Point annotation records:
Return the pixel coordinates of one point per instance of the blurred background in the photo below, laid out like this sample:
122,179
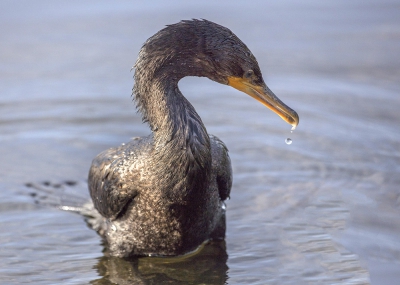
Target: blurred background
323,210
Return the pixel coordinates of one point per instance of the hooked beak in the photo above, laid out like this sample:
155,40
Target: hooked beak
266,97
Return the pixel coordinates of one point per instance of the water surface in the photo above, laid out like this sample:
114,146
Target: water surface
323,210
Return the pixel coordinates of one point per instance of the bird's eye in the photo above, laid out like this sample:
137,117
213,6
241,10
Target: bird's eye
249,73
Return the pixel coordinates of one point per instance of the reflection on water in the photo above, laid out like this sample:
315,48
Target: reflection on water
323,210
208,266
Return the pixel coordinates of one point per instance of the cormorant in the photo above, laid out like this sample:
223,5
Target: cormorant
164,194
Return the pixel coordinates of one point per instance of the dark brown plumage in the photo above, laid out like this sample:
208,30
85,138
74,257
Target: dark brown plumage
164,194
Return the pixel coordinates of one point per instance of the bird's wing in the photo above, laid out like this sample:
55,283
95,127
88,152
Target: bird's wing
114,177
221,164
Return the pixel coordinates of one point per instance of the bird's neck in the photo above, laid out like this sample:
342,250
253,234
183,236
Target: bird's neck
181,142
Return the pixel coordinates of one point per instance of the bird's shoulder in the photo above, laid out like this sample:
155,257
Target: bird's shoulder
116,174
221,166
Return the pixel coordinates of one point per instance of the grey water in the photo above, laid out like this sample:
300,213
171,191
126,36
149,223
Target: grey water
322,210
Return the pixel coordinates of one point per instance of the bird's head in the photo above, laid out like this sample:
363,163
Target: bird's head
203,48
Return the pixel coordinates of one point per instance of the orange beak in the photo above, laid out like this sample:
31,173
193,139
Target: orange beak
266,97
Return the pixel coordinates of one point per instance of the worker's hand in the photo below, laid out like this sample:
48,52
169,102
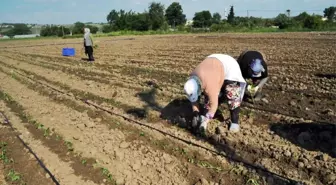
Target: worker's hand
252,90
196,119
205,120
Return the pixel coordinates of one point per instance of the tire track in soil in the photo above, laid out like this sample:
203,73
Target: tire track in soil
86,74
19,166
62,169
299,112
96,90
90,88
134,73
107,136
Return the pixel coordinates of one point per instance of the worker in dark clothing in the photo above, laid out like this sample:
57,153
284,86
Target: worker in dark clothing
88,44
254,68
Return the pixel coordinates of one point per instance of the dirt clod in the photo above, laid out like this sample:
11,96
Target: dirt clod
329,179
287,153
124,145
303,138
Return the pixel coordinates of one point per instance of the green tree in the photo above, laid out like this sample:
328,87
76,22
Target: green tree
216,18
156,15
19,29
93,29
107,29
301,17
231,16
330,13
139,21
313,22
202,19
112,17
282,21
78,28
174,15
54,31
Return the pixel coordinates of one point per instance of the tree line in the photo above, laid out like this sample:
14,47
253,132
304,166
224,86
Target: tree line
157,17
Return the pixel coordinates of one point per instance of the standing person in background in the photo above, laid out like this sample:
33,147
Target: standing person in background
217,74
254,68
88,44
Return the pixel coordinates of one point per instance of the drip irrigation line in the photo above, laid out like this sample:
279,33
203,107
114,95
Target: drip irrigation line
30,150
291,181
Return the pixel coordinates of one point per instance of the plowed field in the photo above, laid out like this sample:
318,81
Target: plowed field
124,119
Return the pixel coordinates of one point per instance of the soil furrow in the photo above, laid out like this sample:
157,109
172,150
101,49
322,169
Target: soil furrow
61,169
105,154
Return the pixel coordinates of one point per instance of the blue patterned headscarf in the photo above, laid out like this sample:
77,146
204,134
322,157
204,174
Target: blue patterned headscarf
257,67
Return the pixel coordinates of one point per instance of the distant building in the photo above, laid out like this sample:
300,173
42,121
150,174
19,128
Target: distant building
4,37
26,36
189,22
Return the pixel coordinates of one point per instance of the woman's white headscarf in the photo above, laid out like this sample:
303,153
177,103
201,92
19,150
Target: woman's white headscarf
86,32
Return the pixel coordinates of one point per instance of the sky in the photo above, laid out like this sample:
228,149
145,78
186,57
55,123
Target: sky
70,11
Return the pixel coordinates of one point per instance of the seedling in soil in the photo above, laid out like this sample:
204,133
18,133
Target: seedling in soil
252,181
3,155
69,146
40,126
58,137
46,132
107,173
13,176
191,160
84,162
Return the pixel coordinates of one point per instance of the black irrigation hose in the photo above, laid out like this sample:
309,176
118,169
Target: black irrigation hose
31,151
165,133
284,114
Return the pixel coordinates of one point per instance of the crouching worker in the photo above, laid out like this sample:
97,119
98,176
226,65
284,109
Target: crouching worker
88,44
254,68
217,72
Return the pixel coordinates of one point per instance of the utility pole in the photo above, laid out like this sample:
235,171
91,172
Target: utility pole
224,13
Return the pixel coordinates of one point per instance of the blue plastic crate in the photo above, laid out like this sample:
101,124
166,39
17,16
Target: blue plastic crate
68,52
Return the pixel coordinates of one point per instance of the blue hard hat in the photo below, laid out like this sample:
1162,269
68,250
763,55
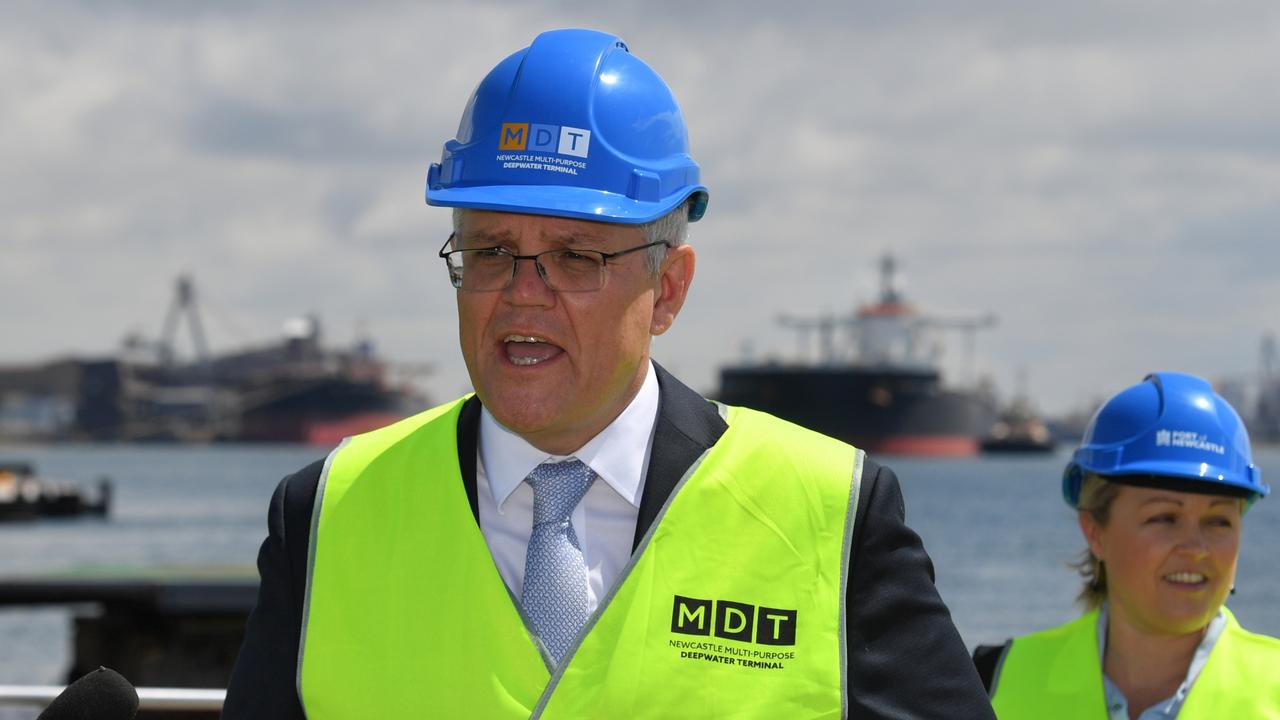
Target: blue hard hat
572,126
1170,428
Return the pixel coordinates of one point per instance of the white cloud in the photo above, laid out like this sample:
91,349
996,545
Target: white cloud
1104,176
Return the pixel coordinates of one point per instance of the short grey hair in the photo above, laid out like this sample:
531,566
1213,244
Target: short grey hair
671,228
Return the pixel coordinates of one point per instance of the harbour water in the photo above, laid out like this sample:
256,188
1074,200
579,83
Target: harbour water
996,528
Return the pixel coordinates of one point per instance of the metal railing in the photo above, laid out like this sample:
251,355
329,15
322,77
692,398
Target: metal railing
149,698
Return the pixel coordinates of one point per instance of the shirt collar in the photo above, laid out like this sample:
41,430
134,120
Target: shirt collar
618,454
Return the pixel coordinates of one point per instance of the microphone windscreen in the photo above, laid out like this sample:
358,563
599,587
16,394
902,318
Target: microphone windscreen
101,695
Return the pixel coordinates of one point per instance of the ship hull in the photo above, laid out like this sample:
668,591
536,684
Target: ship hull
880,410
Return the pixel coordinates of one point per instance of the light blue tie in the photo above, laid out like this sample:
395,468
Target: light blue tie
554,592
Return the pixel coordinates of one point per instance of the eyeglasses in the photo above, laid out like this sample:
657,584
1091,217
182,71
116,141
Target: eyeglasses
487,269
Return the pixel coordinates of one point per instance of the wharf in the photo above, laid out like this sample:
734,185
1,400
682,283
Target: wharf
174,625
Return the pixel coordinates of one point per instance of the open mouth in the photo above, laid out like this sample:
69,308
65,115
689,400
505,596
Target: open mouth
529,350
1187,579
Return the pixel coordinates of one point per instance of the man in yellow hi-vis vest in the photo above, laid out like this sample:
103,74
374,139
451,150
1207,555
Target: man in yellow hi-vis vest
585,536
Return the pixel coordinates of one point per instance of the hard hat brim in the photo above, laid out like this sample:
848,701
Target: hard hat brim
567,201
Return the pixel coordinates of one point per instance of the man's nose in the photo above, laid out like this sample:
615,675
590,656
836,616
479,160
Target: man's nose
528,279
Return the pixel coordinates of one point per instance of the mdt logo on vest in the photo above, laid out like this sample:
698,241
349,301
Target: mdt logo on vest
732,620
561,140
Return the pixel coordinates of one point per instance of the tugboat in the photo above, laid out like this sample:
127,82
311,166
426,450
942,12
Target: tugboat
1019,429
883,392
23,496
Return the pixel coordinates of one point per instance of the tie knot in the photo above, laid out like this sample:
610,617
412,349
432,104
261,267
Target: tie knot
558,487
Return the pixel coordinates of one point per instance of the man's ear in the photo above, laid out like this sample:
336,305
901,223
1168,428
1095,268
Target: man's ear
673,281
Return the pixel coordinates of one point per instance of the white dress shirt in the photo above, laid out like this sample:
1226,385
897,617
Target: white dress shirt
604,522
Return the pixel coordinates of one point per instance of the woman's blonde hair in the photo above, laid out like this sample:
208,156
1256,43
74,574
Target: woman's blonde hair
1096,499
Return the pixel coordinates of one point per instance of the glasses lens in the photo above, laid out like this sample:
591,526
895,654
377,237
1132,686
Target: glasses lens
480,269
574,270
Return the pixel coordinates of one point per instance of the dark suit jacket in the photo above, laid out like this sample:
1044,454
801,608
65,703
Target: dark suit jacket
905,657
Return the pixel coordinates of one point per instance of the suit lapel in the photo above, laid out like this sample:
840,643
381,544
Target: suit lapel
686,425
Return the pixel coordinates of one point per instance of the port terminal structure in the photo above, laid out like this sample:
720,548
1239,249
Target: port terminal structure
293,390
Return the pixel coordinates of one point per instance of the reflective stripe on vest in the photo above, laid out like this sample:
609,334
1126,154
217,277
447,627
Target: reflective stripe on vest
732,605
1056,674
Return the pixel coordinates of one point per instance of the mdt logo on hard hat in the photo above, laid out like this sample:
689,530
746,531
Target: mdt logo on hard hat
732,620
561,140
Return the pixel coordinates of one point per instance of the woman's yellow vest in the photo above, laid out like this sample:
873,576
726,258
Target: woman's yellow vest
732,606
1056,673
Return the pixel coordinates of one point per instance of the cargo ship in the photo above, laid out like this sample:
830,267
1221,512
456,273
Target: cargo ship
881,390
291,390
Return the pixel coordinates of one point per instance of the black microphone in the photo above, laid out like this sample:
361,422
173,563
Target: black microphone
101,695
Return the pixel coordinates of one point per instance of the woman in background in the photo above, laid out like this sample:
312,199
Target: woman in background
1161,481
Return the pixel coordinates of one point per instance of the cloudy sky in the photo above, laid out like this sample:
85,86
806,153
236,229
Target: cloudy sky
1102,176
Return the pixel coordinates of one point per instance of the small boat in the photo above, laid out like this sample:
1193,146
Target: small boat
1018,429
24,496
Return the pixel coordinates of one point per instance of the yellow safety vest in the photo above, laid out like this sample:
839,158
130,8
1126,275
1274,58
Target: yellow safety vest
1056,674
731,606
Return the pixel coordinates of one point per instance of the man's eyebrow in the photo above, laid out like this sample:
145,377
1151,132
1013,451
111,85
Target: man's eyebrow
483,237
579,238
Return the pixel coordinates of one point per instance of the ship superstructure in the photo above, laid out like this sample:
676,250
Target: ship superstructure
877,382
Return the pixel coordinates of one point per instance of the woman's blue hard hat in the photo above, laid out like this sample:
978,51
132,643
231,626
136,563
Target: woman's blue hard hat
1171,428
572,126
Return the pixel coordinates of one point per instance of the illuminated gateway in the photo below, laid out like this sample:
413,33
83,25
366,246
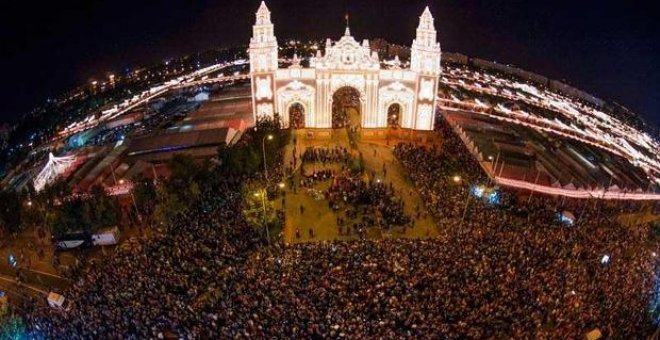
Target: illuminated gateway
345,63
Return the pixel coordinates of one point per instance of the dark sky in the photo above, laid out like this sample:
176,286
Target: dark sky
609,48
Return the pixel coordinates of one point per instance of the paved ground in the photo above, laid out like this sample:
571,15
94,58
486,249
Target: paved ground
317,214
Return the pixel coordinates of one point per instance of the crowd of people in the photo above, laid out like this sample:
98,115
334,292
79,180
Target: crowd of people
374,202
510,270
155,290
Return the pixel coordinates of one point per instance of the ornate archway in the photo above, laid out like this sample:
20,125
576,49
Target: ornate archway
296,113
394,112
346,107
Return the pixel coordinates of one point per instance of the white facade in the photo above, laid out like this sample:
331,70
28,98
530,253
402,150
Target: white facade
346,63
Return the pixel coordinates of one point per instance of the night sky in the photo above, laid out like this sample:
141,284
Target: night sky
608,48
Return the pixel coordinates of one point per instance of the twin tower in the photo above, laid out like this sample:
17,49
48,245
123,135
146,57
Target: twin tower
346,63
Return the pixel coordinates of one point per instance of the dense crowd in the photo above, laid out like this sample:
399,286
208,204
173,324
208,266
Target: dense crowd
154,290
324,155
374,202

### What the task asks
Reproduce, exactly and with nothing added, the lines from the one that includes "of the night" through the last line of the material.

### Answer to this problem
Return the pixel coordinates of one point per instance of the night sky in the photo above, laid out like this sample:
141,284
Target: night sky
608,48
Return the pixel coordinates of one point per instance of the twin tower in the photo above, laid out like this sample:
17,49
48,245
123,135
146,57
Target: twin tower
346,63
Return the pixel coordinates of one point per instance of the dense crowd in the photo above, laid out like this sample:
399,286
208,204
173,324
208,266
Target: dense crowd
154,290
324,155
374,202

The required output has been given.